◆ **Problem description**: Count the lines in the entries below that contain the string "wrapped". Reply with the number alone.

---------- Given information ----------

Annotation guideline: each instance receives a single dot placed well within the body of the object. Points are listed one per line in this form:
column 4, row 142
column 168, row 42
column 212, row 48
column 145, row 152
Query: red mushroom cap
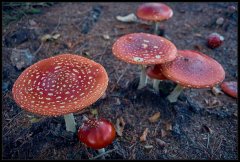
column 60, row 85
column 154, row 72
column 194, row 69
column 142, row 48
column 230, row 88
column 154, row 11
column 97, row 134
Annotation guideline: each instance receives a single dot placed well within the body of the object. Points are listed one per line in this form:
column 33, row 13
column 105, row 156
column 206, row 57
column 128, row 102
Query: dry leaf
column 129, row 18
column 212, row 102
column 216, row 91
column 155, row 117
column 56, row 36
column 163, row 133
column 148, row 146
column 161, row 142
column 46, row 37
column 120, row 126
column 168, row 126
column 106, row 37
column 205, row 128
column 144, row 135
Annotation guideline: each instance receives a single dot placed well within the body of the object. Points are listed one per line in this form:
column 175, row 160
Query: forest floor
column 200, row 125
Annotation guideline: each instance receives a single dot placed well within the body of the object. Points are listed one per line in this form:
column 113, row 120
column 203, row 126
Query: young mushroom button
column 154, row 72
column 144, row 49
column 60, row 85
column 194, row 70
column 155, row 12
column 97, row 133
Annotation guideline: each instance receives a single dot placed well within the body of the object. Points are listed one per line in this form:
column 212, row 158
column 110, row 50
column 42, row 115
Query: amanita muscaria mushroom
column 144, row 49
column 230, row 88
column 155, row 73
column 192, row 69
column 155, row 12
column 60, row 85
column 97, row 133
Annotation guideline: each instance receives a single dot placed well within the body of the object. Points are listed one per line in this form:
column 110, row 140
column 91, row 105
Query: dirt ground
column 190, row 128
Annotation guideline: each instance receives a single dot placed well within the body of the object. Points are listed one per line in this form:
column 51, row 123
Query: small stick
column 100, row 155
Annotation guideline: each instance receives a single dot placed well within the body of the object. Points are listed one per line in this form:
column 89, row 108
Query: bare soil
column 199, row 131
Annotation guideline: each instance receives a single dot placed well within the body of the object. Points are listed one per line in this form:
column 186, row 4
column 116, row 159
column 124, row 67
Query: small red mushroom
column 194, row 70
column 155, row 73
column 144, row 49
column 60, row 85
column 97, row 133
column 155, row 12
column 230, row 88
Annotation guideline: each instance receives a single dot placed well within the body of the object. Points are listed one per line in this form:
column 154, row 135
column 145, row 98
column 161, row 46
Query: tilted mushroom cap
column 154, row 12
column 194, row 69
column 230, row 88
column 143, row 48
column 154, row 72
column 60, row 85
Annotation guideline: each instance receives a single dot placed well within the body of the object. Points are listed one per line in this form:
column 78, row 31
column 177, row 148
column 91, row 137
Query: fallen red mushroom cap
column 154, row 72
column 154, row 11
column 143, row 48
column 97, row 133
column 60, row 85
column 230, row 88
column 194, row 69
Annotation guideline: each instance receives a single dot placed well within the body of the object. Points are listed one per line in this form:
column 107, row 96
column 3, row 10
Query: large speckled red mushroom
column 144, row 49
column 155, row 12
column 155, row 73
column 192, row 69
column 97, row 133
column 230, row 88
column 60, row 85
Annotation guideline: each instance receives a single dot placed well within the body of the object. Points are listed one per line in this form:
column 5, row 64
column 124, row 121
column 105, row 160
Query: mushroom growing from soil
column 155, row 73
column 144, row 49
column 230, row 88
column 60, row 85
column 97, row 133
column 192, row 69
column 155, row 12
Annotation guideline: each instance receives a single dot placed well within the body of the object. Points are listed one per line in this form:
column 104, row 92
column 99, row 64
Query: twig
column 122, row 73
column 100, row 155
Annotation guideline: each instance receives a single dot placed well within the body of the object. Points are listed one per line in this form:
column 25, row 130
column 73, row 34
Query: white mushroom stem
column 70, row 122
column 101, row 151
column 143, row 77
column 156, row 26
column 156, row 84
column 175, row 93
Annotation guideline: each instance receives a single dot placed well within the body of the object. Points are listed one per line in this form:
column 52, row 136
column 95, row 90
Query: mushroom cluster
column 144, row 49
column 60, row 85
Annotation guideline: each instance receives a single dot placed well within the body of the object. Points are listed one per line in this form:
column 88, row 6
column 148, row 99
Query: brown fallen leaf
column 213, row 102
column 161, row 142
column 216, row 91
column 148, row 146
column 144, row 135
column 205, row 128
column 163, row 133
column 155, row 117
column 120, row 126
column 168, row 126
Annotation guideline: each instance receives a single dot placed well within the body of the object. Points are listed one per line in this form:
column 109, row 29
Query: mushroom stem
column 156, row 84
column 70, row 122
column 101, row 151
column 175, row 93
column 156, row 26
column 143, row 77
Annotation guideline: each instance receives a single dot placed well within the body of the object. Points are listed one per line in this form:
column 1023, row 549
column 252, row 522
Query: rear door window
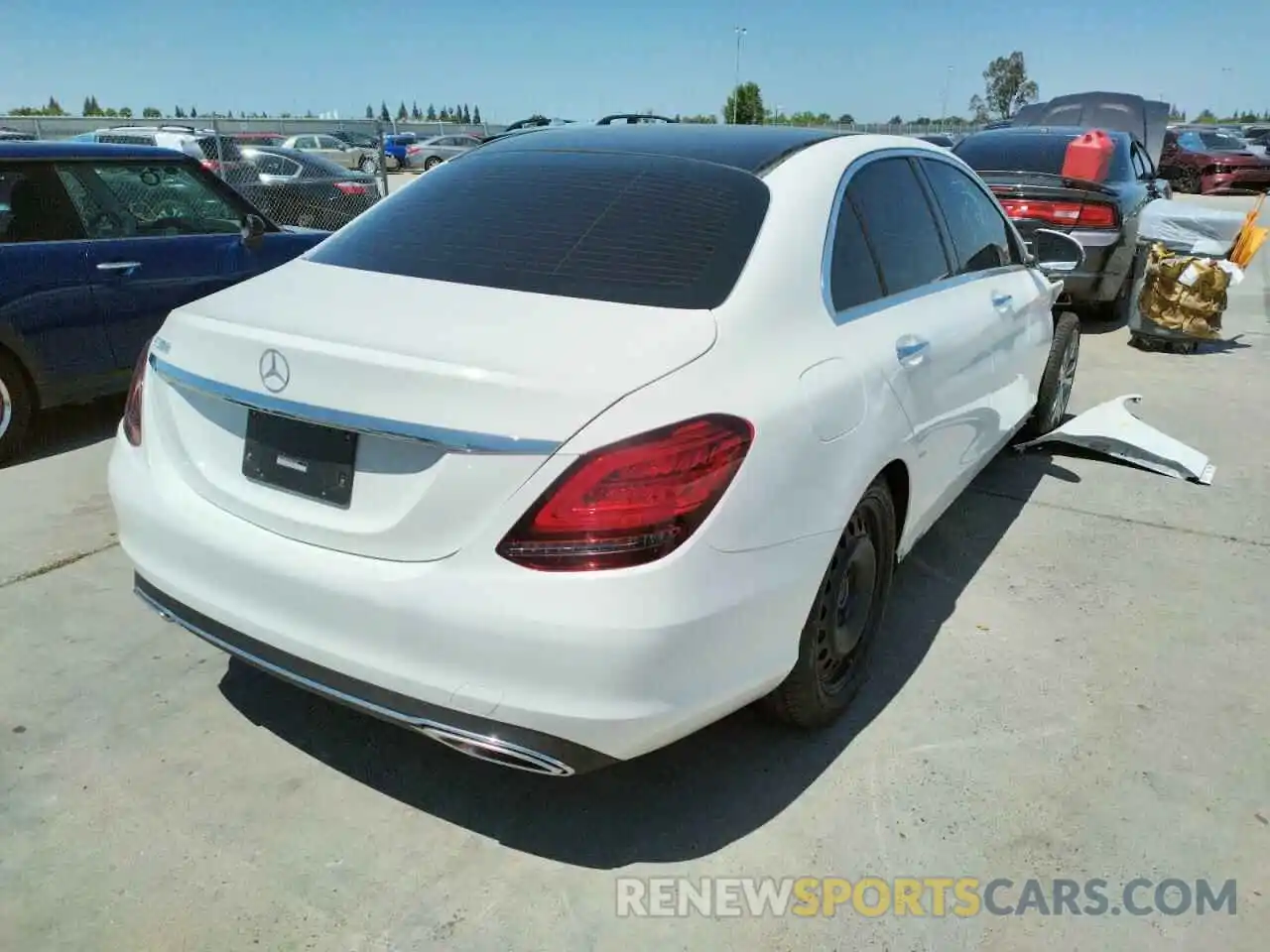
column 899, row 223
column 980, row 238
column 853, row 278
column 35, row 206
column 631, row 229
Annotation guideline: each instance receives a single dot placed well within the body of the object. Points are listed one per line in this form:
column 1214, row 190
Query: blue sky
column 581, row 60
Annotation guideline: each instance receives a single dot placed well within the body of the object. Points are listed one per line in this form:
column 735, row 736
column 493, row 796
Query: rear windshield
column 1014, row 153
column 1024, row 153
column 630, row 229
column 229, row 149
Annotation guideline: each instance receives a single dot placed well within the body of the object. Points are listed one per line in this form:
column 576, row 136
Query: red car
column 1198, row 162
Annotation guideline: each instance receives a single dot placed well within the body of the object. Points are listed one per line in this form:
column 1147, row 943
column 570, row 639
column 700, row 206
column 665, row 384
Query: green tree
column 744, row 107
column 1006, row 86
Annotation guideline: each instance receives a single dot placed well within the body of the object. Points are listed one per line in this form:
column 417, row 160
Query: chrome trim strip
column 452, row 440
column 858, row 311
column 1096, row 239
column 549, row 765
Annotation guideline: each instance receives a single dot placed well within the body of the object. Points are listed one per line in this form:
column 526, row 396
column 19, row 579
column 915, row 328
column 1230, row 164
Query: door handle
column 911, row 350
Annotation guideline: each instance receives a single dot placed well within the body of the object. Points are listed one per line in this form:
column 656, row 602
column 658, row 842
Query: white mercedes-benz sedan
column 635, row 433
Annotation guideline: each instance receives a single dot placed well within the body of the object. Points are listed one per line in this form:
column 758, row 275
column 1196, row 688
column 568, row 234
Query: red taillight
column 1074, row 214
column 633, row 502
column 132, row 409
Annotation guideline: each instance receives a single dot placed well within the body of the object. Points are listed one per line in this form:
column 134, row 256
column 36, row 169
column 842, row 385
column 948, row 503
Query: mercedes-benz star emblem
column 275, row 371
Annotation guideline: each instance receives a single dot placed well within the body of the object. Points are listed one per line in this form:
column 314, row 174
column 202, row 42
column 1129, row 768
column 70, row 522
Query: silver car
column 333, row 150
column 432, row 151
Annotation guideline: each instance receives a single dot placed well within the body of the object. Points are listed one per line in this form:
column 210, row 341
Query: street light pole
column 944, row 102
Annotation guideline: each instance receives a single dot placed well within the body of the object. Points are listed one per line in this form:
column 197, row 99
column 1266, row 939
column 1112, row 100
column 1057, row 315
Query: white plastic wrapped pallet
column 1191, row 226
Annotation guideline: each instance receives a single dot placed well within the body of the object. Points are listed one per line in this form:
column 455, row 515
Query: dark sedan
column 1024, row 167
column 304, row 189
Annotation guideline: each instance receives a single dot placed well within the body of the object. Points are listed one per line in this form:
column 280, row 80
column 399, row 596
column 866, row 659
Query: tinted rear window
column 229, row 149
column 1014, row 153
column 630, row 229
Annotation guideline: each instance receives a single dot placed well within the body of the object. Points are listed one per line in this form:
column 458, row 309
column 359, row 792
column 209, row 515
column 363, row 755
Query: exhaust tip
column 498, row 752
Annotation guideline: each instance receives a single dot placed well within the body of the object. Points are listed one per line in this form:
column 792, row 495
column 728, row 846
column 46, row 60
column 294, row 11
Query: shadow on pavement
column 67, row 428
column 688, row 800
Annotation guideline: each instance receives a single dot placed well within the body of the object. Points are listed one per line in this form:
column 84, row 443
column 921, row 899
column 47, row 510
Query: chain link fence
column 310, row 179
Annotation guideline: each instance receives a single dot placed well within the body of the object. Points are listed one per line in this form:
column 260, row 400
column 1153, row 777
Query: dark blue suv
column 98, row 243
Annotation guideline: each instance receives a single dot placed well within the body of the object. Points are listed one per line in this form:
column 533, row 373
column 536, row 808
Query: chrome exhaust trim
column 497, row 752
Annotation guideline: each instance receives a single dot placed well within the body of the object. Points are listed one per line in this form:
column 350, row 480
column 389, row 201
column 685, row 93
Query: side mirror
column 253, row 230
column 1056, row 252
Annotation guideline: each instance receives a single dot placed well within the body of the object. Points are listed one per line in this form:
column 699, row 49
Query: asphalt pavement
column 1074, row 685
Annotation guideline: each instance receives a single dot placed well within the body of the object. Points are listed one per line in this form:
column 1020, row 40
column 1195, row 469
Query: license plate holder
column 300, row 457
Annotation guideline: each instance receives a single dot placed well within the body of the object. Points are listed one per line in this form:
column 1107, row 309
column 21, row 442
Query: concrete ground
column 1074, row 685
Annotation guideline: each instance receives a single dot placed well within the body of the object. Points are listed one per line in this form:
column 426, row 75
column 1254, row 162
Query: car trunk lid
column 457, row 394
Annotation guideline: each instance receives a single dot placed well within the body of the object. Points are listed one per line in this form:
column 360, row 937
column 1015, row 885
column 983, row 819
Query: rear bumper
column 583, row 669
column 1236, row 182
column 532, row 751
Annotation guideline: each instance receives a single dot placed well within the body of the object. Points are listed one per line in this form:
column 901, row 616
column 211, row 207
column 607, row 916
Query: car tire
column 1057, row 380
column 17, row 404
column 837, row 640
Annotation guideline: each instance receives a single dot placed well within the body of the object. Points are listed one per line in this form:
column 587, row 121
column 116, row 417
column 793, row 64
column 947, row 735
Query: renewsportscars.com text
column 919, row 896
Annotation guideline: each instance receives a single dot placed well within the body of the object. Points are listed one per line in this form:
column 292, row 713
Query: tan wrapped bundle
column 1183, row 294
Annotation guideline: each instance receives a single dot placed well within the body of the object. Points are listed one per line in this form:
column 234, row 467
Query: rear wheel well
column 27, row 377
column 896, row 475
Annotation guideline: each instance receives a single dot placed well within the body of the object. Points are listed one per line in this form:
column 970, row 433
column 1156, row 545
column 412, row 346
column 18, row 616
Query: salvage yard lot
column 1074, row 685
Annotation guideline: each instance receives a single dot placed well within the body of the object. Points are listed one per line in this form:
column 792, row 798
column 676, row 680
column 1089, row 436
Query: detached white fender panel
column 1111, row 428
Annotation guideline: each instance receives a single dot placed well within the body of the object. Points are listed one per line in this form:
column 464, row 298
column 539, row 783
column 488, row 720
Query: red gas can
column 1088, row 157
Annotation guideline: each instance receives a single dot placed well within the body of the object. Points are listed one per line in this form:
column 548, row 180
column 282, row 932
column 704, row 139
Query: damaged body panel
column 1112, row 430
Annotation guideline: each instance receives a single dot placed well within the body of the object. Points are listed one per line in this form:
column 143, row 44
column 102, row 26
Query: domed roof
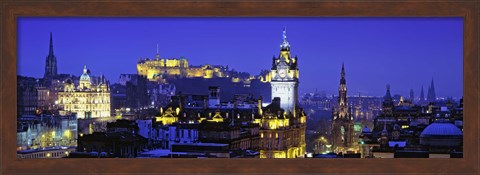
column 85, row 76
column 441, row 129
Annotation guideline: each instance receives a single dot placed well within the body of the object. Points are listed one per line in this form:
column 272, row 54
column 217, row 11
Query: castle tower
column 284, row 75
column 342, row 126
column 50, row 62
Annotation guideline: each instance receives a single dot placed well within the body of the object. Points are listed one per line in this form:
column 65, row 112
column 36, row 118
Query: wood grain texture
column 11, row 10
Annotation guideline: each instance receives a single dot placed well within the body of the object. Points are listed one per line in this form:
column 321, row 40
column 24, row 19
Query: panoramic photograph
column 230, row 87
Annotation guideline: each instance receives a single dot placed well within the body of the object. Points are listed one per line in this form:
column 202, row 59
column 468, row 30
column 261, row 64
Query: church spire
column 50, row 52
column 342, row 80
column 157, row 56
column 431, row 96
column 50, row 62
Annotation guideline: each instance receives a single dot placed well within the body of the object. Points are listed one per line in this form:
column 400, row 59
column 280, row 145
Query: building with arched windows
column 88, row 99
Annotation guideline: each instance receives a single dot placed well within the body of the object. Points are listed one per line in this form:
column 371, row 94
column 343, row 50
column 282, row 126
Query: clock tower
column 284, row 76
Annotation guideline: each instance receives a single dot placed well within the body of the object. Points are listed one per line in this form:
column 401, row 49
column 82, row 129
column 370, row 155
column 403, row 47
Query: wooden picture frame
column 11, row 10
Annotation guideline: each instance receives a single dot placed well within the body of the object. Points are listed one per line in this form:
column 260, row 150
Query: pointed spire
column 412, row 99
column 50, row 51
column 431, row 96
column 385, row 126
column 285, row 46
column 157, row 56
column 388, row 96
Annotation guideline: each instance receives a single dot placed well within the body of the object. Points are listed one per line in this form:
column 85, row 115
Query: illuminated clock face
column 282, row 73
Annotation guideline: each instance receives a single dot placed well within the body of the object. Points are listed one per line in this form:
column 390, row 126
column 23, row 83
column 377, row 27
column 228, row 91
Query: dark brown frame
column 9, row 12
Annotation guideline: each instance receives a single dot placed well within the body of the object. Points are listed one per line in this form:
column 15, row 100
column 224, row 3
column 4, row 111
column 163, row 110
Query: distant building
column 87, row 100
column 431, row 96
column 27, row 96
column 159, row 68
column 50, row 63
column 342, row 123
column 282, row 123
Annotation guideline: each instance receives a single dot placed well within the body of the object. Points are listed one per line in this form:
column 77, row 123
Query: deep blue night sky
column 403, row 52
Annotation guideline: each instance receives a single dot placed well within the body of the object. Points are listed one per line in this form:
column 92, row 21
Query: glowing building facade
column 282, row 131
column 87, row 100
column 159, row 68
column 342, row 126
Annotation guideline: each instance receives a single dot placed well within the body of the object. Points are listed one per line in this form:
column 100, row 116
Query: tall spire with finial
column 157, row 56
column 50, row 51
column 50, row 62
column 285, row 46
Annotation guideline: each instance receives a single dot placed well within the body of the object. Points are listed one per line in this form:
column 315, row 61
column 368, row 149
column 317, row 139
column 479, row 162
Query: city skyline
column 321, row 44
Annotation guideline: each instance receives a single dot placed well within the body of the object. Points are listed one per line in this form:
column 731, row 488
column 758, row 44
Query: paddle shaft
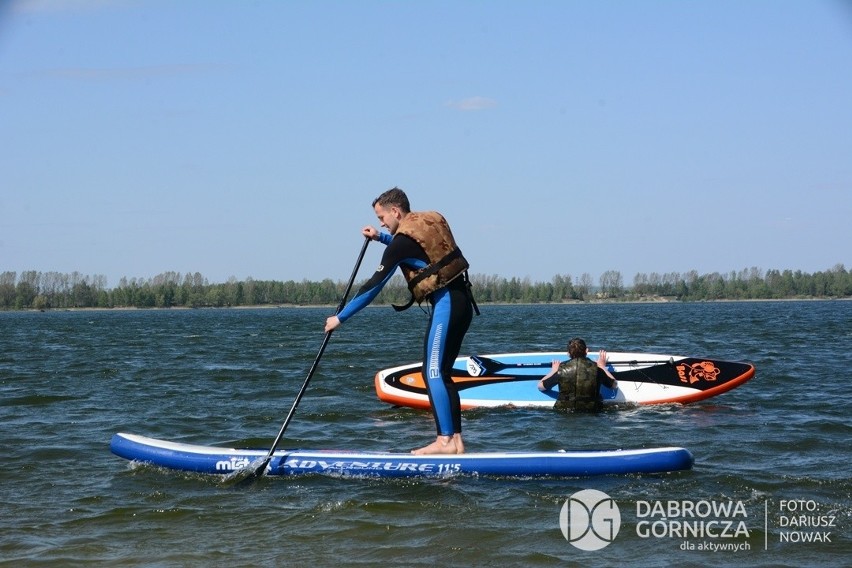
column 316, row 363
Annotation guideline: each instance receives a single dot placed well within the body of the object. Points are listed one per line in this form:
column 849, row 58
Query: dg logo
column 590, row 519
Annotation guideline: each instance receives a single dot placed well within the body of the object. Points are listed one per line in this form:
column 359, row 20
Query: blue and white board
column 511, row 379
column 219, row 460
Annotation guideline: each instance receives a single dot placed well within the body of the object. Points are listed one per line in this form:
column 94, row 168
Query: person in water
column 579, row 379
column 422, row 246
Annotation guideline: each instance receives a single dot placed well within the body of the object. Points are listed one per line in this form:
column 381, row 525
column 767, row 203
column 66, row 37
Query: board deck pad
column 575, row 463
column 511, row 379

----------

◆ **Reply to the exercise**: 2